» Exercise instructions
Write each line word for word, from the line that contains "of the downspout" through the last line of the material below.

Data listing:
* * * * * * * * *

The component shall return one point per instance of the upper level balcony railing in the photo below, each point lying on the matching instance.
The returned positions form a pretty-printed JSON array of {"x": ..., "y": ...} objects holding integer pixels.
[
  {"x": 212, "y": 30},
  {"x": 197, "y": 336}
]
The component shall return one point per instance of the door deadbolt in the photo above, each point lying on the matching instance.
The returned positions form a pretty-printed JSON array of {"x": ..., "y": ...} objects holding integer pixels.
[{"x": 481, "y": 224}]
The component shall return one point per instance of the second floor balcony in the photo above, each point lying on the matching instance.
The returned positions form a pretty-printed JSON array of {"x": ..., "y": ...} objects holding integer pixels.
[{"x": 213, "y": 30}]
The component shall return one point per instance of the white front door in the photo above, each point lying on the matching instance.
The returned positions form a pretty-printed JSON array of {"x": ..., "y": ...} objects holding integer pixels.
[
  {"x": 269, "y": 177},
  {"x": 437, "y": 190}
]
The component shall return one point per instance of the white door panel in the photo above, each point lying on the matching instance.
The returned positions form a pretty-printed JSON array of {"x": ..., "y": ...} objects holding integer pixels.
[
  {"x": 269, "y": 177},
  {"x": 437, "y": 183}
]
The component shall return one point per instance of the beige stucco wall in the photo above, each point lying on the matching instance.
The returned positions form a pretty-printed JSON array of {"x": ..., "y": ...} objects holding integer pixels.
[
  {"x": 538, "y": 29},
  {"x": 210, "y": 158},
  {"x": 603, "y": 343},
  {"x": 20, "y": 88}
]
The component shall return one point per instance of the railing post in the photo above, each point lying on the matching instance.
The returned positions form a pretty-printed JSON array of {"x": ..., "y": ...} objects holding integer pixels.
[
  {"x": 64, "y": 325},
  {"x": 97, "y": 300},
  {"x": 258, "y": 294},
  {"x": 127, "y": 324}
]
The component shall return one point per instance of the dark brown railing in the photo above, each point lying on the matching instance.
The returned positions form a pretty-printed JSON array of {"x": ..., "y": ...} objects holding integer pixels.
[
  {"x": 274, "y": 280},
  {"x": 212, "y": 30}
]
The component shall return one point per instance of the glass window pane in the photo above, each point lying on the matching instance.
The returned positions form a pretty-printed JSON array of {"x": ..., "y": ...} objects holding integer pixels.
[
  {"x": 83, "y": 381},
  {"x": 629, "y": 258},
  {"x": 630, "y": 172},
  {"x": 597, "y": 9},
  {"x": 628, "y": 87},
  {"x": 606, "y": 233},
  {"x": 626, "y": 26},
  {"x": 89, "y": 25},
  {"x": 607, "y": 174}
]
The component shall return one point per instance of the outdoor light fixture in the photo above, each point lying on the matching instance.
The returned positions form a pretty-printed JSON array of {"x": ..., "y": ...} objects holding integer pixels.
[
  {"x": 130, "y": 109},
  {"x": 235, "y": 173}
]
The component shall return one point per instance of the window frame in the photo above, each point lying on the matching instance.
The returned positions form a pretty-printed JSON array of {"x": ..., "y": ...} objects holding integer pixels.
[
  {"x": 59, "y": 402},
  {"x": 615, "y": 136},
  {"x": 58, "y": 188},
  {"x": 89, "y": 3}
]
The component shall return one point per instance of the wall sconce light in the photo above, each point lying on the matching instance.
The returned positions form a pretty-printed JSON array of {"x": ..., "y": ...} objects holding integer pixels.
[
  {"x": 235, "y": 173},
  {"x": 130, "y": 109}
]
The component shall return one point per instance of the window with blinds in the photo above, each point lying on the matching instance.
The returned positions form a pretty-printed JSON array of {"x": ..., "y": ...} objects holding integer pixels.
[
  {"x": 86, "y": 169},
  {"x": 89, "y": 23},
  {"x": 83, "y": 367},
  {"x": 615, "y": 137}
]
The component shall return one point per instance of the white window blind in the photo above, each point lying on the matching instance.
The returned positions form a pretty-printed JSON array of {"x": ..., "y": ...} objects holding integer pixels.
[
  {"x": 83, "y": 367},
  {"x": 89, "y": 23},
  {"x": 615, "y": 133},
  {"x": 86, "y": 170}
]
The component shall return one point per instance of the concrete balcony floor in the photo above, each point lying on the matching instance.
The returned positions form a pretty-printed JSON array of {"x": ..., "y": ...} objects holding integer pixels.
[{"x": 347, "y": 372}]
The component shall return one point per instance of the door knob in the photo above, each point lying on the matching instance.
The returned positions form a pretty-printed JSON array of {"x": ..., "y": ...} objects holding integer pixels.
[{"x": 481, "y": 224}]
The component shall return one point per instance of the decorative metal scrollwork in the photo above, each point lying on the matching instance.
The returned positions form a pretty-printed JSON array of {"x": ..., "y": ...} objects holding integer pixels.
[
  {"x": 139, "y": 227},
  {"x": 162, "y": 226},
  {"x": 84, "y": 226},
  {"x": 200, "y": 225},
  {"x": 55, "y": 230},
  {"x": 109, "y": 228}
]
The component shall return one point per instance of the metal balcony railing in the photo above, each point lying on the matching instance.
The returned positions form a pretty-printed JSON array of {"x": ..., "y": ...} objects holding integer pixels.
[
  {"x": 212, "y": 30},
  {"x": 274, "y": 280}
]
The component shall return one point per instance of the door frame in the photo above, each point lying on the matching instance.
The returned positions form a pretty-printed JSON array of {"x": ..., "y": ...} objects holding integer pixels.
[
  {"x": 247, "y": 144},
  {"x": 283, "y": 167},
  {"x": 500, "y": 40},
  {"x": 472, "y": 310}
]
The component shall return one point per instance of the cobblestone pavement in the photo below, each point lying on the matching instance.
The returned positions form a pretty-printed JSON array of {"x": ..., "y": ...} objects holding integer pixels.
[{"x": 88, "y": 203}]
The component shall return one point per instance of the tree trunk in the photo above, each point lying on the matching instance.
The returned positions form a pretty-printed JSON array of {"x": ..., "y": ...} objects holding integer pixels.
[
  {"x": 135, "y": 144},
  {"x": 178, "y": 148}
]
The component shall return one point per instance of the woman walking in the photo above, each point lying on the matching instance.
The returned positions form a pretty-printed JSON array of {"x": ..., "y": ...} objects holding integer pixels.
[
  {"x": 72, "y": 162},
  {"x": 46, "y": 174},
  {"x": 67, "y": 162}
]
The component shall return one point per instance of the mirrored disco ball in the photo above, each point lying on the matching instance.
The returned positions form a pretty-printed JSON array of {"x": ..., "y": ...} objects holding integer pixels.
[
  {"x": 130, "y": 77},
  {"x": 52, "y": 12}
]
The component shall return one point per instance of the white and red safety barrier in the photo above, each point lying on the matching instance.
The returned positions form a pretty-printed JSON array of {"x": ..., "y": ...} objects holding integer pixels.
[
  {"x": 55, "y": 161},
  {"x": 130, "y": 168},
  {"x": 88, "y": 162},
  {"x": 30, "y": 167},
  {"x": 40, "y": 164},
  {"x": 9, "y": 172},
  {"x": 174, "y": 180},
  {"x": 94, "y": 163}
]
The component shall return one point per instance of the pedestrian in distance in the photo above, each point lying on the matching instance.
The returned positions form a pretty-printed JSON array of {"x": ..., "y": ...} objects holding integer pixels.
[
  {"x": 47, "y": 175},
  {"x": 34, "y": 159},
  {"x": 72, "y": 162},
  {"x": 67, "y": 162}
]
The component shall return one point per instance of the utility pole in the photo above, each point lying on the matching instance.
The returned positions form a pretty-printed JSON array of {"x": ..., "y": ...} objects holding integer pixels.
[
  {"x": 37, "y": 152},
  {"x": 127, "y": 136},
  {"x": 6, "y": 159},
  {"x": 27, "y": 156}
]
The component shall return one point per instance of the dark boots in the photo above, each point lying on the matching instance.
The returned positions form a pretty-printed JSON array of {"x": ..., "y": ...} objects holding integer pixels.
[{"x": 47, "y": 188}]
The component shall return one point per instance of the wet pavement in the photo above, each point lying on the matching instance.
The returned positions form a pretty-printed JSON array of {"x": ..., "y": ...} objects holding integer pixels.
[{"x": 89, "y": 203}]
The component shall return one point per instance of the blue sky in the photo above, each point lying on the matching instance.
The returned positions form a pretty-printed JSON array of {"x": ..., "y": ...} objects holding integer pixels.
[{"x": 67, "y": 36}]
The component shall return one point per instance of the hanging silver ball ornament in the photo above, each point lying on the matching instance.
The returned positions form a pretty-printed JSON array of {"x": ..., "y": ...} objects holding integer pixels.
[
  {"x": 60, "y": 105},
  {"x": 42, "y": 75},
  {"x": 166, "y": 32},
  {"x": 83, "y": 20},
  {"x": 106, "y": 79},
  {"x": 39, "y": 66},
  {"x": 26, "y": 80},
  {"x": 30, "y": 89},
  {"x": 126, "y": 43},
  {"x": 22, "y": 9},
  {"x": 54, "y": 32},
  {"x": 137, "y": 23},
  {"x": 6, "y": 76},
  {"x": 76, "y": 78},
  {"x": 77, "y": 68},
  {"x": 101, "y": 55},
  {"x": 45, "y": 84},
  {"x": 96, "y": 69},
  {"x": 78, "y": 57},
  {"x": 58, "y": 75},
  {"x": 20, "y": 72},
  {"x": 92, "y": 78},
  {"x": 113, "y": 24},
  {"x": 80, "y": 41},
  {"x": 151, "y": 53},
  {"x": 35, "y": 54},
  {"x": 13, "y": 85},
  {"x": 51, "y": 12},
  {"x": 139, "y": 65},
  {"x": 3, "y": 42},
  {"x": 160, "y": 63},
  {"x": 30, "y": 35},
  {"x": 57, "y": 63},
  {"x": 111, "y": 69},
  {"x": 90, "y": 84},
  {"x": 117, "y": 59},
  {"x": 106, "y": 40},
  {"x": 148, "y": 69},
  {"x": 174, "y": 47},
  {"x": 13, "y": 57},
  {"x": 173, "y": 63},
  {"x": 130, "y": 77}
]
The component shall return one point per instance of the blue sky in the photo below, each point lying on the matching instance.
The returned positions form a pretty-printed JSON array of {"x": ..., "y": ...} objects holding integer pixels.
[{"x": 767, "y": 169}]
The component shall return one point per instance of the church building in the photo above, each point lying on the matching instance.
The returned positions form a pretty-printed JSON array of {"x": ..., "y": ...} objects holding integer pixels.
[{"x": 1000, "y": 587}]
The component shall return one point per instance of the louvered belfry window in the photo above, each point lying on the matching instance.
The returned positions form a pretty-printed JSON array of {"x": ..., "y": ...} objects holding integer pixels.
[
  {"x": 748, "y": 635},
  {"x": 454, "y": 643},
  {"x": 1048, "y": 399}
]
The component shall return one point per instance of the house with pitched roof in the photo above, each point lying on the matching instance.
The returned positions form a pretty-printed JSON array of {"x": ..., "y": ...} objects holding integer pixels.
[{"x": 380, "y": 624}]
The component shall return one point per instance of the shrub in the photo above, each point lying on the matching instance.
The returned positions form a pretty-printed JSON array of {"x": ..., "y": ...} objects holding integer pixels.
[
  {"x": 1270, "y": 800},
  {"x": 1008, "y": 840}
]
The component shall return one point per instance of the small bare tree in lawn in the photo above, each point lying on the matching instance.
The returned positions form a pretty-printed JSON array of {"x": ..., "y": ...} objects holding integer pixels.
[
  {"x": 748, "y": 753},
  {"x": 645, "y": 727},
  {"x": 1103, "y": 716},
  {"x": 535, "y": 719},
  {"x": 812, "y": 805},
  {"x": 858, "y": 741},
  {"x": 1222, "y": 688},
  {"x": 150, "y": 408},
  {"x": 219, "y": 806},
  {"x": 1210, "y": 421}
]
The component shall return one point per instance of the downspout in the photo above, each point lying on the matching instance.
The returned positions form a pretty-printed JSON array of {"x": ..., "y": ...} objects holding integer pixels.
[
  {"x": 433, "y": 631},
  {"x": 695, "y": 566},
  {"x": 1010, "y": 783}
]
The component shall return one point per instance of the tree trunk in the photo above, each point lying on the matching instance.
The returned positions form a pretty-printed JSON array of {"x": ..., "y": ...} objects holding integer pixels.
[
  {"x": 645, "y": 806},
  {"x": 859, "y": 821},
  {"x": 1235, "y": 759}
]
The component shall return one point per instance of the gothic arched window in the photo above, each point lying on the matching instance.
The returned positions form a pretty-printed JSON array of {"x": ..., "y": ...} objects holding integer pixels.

* * * * * * * * *

» Final answer
The component shall return one point per instance of the downspout in the photo above, each point lying on the matching instance.
The returned positions form a pretty-printed JSON array of {"x": ..., "y": ...} objects holding integer pixels.
[
  {"x": 433, "y": 631},
  {"x": 695, "y": 566},
  {"x": 1010, "y": 783}
]
The component shall return one point per instance of the tree trunk in the photo above, each point lying on the matching instance.
The returned positions form a pretty-printed JSON array of {"x": ..., "y": ...} objects holding integer pixels.
[
  {"x": 645, "y": 806},
  {"x": 859, "y": 821},
  {"x": 1235, "y": 759}
]
The component shall return one point per instance of the gothic arched window in the photo above, each point lying on the matching instance.
The returned positions form a pretty-printed JSON array of {"x": ..., "y": ...} objects holding integer pixels.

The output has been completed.